→ Source extract

9 comments so far | Post a comment now
Anonymous April 19, 2010, 4:44 AM

I have an IUD and love it. paraguard…it lasts 10 years. Ive heard stories from friends that made me hesitant to get it, but am very pleased that I did. My husband doesnt want to get snipped until after the 3rd….

Maggie April 19, 2010, 7:38 AM

“I don’t really want another child, but I also don’t feel ready to say absolutely not.”

I feel the same way! Every day, the urge lessens but I can’t shut that out completely. It would be too final.

Thanks for sharing your thoughts on this.

Lilia April 19, 2010, 8:05 AM

this is my 3rd i am pregnate with now and my husband said he will get sniped so i do not half to go threw the surgery

Rob G April 19, 2010, 8:27 AM

Just a thought: Vasectomy’s aren’t quite so surefire as you think. I have two friends who got them, and despite getting the all clear from doctors (after the required wait time) their wives got pregnant anway. Apparently it’s possible, although somewhat rare, for the body to heal itself enough for this to to happen. And yes, for the skeptical out there, we’re sure that the kids are actually theirs. So while I think a vasectomy isn’t a bad thing, I don’t think I’d ever trust it completely.

→ Supplied material
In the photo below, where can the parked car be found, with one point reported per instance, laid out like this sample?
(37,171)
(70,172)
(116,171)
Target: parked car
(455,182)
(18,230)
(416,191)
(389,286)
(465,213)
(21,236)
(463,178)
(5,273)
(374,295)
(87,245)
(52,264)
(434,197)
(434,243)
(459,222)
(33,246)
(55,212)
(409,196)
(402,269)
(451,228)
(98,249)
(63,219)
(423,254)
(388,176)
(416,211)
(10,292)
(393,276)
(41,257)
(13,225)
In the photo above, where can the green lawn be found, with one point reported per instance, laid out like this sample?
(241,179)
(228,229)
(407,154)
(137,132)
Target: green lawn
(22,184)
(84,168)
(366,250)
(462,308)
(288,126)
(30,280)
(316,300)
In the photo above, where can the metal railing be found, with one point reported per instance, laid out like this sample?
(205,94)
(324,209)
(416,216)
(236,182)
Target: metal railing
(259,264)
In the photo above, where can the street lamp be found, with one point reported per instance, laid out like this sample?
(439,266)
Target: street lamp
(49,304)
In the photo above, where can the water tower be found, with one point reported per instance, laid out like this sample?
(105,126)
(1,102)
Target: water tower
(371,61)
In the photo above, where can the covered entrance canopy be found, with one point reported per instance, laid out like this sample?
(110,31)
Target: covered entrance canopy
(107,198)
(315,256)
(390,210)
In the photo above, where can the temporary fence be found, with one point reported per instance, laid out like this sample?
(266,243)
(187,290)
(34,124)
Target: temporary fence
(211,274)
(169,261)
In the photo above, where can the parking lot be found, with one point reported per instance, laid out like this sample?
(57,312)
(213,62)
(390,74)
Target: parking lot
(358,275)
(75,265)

→ Problem statement
How would the comment thread on IUDs and vasectomies resume after its last post? Write the next part.

→ Result of the task
Eric April 19, 2010, 9:58 AM

Look into the coil. My wife had it done and it was only 5-10 min and no pain. There are no reversals to this but is 100% effective after 3 mo. You get an xray to show total blockage of the tubes. No hormones to deal with for you and no frozen veggies for him.

kurt April 19, 2010, 10:12 AM

Women have multiple options for birth control while men only have 3: Abstinence, condoms, and vasectomy. Everyone needs to be responsible for your their birth control.

In your article you eliminate all the potential forms of birth control and decide it’s time for your husband to get vasectomy:

“So I guess it may be time for my husband to snip snip.”

It looks like you made that decision in your own mind already without even consulting your husband. That is SELFISH, rude, and disrespectful.

If you force your husband into a vasectomy and then he ends up divorced or if he wants to have more children, he has very limited recourse while you can easily decide to have another at no cost to you. A vasectomy allows you to change your mind, but doesn’t give him the same right. That’s SELFISH and unfair.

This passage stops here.